:: TAREA A REALIZAR ::
Prosigue el texto sobre las personas transexuales en las Fuerzas Armadas españolas a partir de su última frase.

:: TEXTO DEL DOCUMENTO ::
· · · · · · ·

En España no hay datos acerca de este colectivo. Según la oficina de Comunicación del Ministerio de Defensa se debe a que en las Fuerzas Armadas "no se pregunta por la orientación sexual a nadie que quiera ingresar en las mismas, por lo que no podemos proporcionar estadísticas”. Por su parte, la Asociación Unificada de Militares Españoles (AUME) tampoco tiene respuesta, aunque en su caso el motivo se debe a que no tienen dinero "para llevar a cabo un informe de tal envergadura ni tampoco disponen de personal que lo haga”.
Un vacío que para la ex comandante y diputada socialista Zaida Cantera es reflejo de una institución intransigente, clasista y llena de prejuicios. “El Ejército, además de machista, no respeta ni a transexuales ni a homosexuales. Les hace la vida imposible para que se vayan. En los 17 años que estuve en sus filas no se hizo ningún estudio al respecto y habría servido de mucho para poder tener ahora alguna cifra que les visibilice en la práctica y para darles el trato igualitario que merecen”, dice.
Transfobia entre las filas
Pero ¿cómo es el día a día de una transexual en las Fuerzas Armadas? Artizar Díaz es una marinero de la Armada Española especializada en hostelería —también cubre alojamientos como cocinas, despensas o lavanderías—. Reside en Cartagena y es activista del movimiento que trata de informar sobre la transexualidad de una forma positiva y realista sin prejuicios. Solo pone una condición a la hora de hablar: no salir fotografiada con el uniforme. Esta mujer de mirada profunda ha preferido hablar a callar. “Guardar silencio es traicionarme y no mostrar la realidad que se sufre tanto en el Ejército como en el resto de la sociedad por total desconocimiento”, dice.
Sin pelos en la lengua reconoce que un buen día, y tras sufrir una tormentosa relación de amor-odio que termino hace 8 años, decidió quitarse la careta y mostrar la mujer que siempre ha sido y es. “Entré en el ejército con 20 años. Allí pasé unos años sin pena ni gloria hasta que decidí hace cinco hacer el cambio”. Un paso que, dice, le ha servido para empoderarla. “Tomar la decisión y llevarla a la práctica me ha servido para encontrar toda la energía que me había faltado siempre. Así empecé a ser activista y me inicié gradualmente en el transfeminismo. Di el paso por una relación agónica y al mismo tiempo querida a pesar de que ya hacía tiempo que había terminado, mientras veía un episodio de Bones, me di cuenta que había estado mintiendo a toda la gente que había querido”, reconoce.

· · · · · · ·

:: EXTRACTO DE DATOS ::
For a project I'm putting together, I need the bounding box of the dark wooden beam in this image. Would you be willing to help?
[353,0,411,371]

· · · · · · ·

:: RESULTADO ESPERADO ::
Y ahí comenzó su otra lucha. “Todo mi entorno militar reaccionó con confusión”. Ella dice haber sido parte de esa reacción. “Mi máscara era tal que durante años había estado interpretando un papel de Óscar. En apariencia había sido un machote de manual y de repente dejaba de serlo. Y a pesar de ello me negué también a pasar por el aro y a adoptar los roles de genero tradicionales reservados a las mujeres por el patriarcado”, añade. Desde entonces, el ejército “trata de ser amable y se esfuerza conmigo pero ni se ha adaptado al cambio ni se ha hecho a la idea”, explica.
Una situación que a veces es complicada, pero que curiosamente, tiene sus consecuencias positivas por producirse allí. “Cuando surgen conflictos es un trago desagradable, pero no me callo. La ventaja de lo militar es que cuando esto ocurre puedo meter un cuerno y denunciarlo y con bastante efectividad a esas personas se les pone en vereda, de hecho con más efectividad que en la sociedad civil”, añade la marinero.
Artizar también denuncia la total desprotección de las transexuales militares durante el proceso de cambio físico y la falta de regulación de su presencia. “Tenemos una desprotección absoluta porque legalmente no está contemplado que las personas transexuales militares podamos existir, así que nos vemos en situaciones como las de seguir en vestuarios masculinos o tener que raparnos la cabeza hasta conseguir el nuevo DNI. Eso es jodido porque a lo mejor tienes más tetas que la compañera de al lado y tienes que estar en el vestuario de tíos. El cambio que hace falta es la regulación de nuestra presencia. Es un vacío legal de los que muerden el culo”, subraya.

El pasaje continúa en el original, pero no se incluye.